Copy the material below from its first line through the line that contains "49 59 L 48 63", keeping every line, the requests included. Lower each coordinate in the outlines by 31 and leave everything else unchanged.

RECORDS SHOWN:
• • • •

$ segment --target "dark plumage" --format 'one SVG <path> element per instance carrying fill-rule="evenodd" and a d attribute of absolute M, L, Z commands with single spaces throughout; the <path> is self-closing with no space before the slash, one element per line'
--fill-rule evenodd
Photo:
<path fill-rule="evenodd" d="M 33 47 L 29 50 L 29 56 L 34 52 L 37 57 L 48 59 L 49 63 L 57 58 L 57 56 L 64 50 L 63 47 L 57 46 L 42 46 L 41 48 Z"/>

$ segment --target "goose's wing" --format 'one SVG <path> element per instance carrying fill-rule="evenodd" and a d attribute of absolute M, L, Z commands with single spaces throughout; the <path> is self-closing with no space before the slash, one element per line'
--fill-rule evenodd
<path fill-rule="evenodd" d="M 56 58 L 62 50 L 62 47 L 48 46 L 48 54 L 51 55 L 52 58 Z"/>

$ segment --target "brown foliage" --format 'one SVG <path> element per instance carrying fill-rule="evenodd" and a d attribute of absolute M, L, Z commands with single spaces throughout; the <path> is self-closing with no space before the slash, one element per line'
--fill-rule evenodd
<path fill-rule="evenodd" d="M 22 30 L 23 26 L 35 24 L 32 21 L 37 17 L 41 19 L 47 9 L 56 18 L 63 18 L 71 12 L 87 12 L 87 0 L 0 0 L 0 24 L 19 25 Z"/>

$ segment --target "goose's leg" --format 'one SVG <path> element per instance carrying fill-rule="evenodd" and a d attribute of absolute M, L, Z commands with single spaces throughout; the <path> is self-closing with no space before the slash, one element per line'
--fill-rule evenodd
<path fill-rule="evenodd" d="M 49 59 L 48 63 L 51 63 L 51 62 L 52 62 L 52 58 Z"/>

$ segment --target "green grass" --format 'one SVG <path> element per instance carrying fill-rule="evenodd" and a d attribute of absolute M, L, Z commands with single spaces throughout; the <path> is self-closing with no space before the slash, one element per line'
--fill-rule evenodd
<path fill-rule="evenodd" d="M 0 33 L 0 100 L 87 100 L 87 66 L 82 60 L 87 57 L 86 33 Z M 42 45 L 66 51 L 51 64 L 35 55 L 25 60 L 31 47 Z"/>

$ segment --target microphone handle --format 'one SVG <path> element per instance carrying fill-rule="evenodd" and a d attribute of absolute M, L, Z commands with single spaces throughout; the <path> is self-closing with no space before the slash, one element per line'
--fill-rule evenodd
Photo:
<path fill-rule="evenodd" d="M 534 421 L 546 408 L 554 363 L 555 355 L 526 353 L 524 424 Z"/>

• • • •

OUTPUT FOR THIS EXERCISE:
$ segment --target "dark plumage" --format 'one SVG <path> element per instance carrying fill-rule="evenodd" and a d attribute of absolute M, L, Z commands with single spaces throughout; the <path> is self-closing with no space before the slash, one element per line'
--fill-rule evenodd
Photo:
<path fill-rule="evenodd" d="M 2 16 L -2 19 L -2 25 L 3 21 L 6 26 L 17 28 L 18 32 L 26 27 L 26 25 L 33 19 L 32 16 L 26 15 L 11 15 L 10 17 Z"/>

$ segment --target "goose's wing" --format 'one SVG <path> element per instance carrying fill-rule="evenodd" and a d attribute of absolute M, L, Z commands with single spaces throughout; the <path> is self-closing with no space before the slash, one element per line'
--fill-rule evenodd
<path fill-rule="evenodd" d="M 25 27 L 31 19 L 31 16 L 17 15 L 17 23 L 20 24 L 21 27 Z"/>

$ segment --target "brown foliage" --format 'one SVG <path> element per instance carrying fill-rule="evenodd" and a d attribute of absolute M, L, Z commands with single spaces throughout; the <path> is self-closing with no space before the slash, one element per line'
--fill-rule evenodd
<path fill-rule="evenodd" d="M -9 -1 L -8 -5 L 4 -7 L 1 -10 L 6 -14 L 10 -12 L 16 -22 L 25 -13 L 32 -13 L 40 -19 L 56 -19 L 56 -31 L -31 -31 L -31 -7 L -12 -6 Z"/>

$ segment --target "goose's leg" --format 'one SVG <path> element per instance carrying fill-rule="evenodd" and a d attribute of absolute M, L, Z commands with single spaces throughout; the <path> is self-closing with no space before the slash, one element per line'
--fill-rule evenodd
<path fill-rule="evenodd" d="M 18 28 L 17 32 L 20 32 L 20 31 L 21 31 L 21 27 Z"/>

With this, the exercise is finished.